Stated exercise 1:
Answer these questions using the blog excerpt below.
(a) How many developing countries did Grant Riekenberg analyze?
(b) What topic did Taleigh Hansen present on?
(c) Which country did the writer write three in-depth essays about?

Selected excerpt:
▼▼▼

Research Symposium

The research symposium on Wednesday was really great. It made me feel pride for NWU and our students. So many people presented and sometimes even more than once! It makes me proud to know that I go to a University that is able to encourage growth and these types of skills in all of its students. Not until this year, did I truly realize how special NWU is as well as the faculty. So thanks for that. Anyway, I went to a ton of presentations but specifically two I will talk about for this class.

The first was Grant Riekenberg whom I love and who presented on Remittances leading to development. His presentation was chalk-full of information and quite dense but applicable and somewhat interesting. I learned about what remittances are, how they’re affecting the world, what countries see high levels of them, and that it appears that they do lead to development. He analyzed 114 developing countries and determined that remittances increase as life expectancy increases, remittances increase as industrial development increases, and that remittances increase as primary enrollment in schools increases. Who knew that the money individuals are sending back home can really make a difference, but it makes sense. We didn’t really talk specifically about remittances in our class but it is totally relevant to globalization since the people sending back the money are in other countries. Also the fact that they’re abroad, is helping other countries grow and develop.

The second was presented by Taleigh Hansen who presented on Globesity. While her presentation was much shorter than Grant’s (6min), she brought up interesting points. Her hypothesis was that as globalization increases so to will obesity. She had a few theories to explain this such as the Globesity theory, which is that globalization allows people to share their cultures and thus things like McDonalds. The second theory she mentioned was the Modernization theory which refers to, in her case, specifically the nutrition transition. It’s important that as a country develops, it continues to educate its population on nutrition and health. The US tells us what nutrition is but doesn’t tell us very well how to manage it, etc which is perhaps why the US is so thick. Even the WHO called it an epidemic. She found that both GDP per capita and globalization are significant variables in obesity. These results are not surprising but I want to know more about how to solve the problem of globesity which she did not address. This presentation also correlates with our class since we’ve covered globalization briefly and if the world powers are obese, it makes sense, that as we push our ways onto the developing world, that they too may follow in our steps and become obese because that’s how we’ve taught them.

Lots of cool presentations. Thank y’all for presenting, I know it’s hard work and nerve wracking!



Final Blog Post


I’ve learned a ton this semester.

  1. Nigeria. OMG I don’t even think at the beginning of this class could I find Nigeria on a map much less write three in depth essays about its culture, economy, and political structure. I fear for Nigeria but I do have a sliver of hope that they will succeed in the future and accomplish their goals but it’ll have to be one baby step at a time. Read More

Test Questions


Well, it’s pointless to try to come up with possible test questions since the test has passed.  I was confused on this post because the schedule had for April 25th, write a blog posing some possible questions you might think w
ould be on the test. Read More

Country Panel Presentations


Day 1: Russia, Iran, Romania, China (Communist, Post-communist, Post-authoritarian)

▲▲▲

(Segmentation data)
▼▼▼

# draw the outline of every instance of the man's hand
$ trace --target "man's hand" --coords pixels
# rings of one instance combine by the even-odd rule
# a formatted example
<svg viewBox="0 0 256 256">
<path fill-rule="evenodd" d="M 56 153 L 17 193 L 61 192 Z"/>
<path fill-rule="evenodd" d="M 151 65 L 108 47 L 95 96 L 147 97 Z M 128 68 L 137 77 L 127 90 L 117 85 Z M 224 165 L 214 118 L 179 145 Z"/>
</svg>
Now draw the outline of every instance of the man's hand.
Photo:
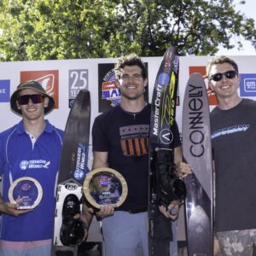
<svg viewBox="0 0 256 256">
<path fill-rule="evenodd" d="M 3 202 L 0 203 L 0 212 L 3 214 L 19 217 L 21 214 L 25 214 L 32 212 L 32 209 L 21 210 L 18 209 L 18 206 L 16 204 L 11 204 L 10 202 Z"/>
<path fill-rule="evenodd" d="M 160 211 L 166 217 L 172 219 L 176 219 L 178 216 L 179 200 L 172 201 L 167 209 L 164 206 L 160 206 Z"/>
<path fill-rule="evenodd" d="M 101 210 L 96 212 L 95 214 L 98 218 L 103 218 L 113 215 L 114 207 L 111 205 L 103 205 Z"/>
</svg>

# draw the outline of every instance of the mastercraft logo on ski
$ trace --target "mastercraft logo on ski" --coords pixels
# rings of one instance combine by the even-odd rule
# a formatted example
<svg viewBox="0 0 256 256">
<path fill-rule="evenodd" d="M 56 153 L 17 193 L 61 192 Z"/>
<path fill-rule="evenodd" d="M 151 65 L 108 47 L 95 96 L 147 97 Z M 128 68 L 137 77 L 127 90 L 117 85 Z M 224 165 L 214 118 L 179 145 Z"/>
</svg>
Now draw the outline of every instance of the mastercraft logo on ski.
<svg viewBox="0 0 256 256">
<path fill-rule="evenodd" d="M 256 74 L 255 73 L 241 74 L 240 95 L 241 96 L 256 96 Z"/>
</svg>

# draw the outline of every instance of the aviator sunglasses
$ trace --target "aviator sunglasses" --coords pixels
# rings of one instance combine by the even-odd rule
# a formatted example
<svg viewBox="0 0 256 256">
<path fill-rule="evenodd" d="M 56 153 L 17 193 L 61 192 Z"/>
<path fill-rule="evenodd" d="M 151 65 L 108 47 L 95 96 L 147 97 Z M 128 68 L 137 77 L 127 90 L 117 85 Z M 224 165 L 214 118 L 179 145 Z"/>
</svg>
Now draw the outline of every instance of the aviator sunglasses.
<svg viewBox="0 0 256 256">
<path fill-rule="evenodd" d="M 20 105 L 27 105 L 29 99 L 31 99 L 34 104 L 38 104 L 43 102 L 44 96 L 41 94 L 21 95 L 18 97 L 18 102 Z"/>
<path fill-rule="evenodd" d="M 210 77 L 210 81 L 213 80 L 215 82 L 219 82 L 223 79 L 224 75 L 226 77 L 226 79 L 232 79 L 237 75 L 237 73 L 236 70 L 229 70 L 224 73 L 217 73 Z"/>
</svg>

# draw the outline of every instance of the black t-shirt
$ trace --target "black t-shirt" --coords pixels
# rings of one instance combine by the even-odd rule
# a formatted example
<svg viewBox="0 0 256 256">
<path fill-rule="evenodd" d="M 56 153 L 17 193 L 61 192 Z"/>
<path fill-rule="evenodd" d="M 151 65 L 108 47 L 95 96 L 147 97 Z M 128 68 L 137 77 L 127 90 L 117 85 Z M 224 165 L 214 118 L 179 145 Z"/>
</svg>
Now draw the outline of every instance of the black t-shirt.
<svg viewBox="0 0 256 256">
<path fill-rule="evenodd" d="M 93 125 L 93 151 L 108 152 L 108 166 L 119 172 L 128 184 L 128 196 L 118 210 L 148 205 L 150 110 L 148 104 L 131 113 L 118 106 L 96 117 Z M 180 145 L 177 133 L 176 147 Z"/>
<path fill-rule="evenodd" d="M 217 232 L 256 229 L 255 113 L 248 99 L 211 113 Z"/>
</svg>

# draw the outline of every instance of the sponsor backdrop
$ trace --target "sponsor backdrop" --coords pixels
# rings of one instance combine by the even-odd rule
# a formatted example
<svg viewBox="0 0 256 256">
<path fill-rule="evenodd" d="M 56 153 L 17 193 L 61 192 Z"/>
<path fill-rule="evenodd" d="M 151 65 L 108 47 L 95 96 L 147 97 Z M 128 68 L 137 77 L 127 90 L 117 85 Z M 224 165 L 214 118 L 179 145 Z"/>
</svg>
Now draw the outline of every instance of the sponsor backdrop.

▲▲▲

Stated exercise 2: From the segmentation rows, extract the lines starting with the line that contains "# draw the outline of every instance of the black" and going on through the line that contains "93 125 L 93", both included, repeated without any change.

Full output 1:
(a) 114
(b) Globesity
(c) Nigeria

Full output 2:
# draw the outline of every instance of the black t-shirt
$ trace --target "black t-shirt" --coords pixels
# rings of one instance combine by the even-odd rule
# a formatted example
<svg viewBox="0 0 256 256">
<path fill-rule="evenodd" d="M 56 153 L 17 193 L 61 192 Z"/>
<path fill-rule="evenodd" d="M 151 65 L 108 47 L 95 96 L 147 97 Z M 128 68 L 137 77 L 127 90 L 117 85 Z M 224 165 L 214 118 L 179 145 Z"/>
</svg>
Now draw the outline of every instance of the black t-shirt.
<svg viewBox="0 0 256 256">
<path fill-rule="evenodd" d="M 93 125 L 93 151 L 108 152 L 108 166 L 119 172 L 128 184 L 128 196 L 118 210 L 148 205 L 150 110 L 148 104 L 131 113 L 118 106 L 96 117 Z M 180 145 L 177 133 L 176 147 Z"/>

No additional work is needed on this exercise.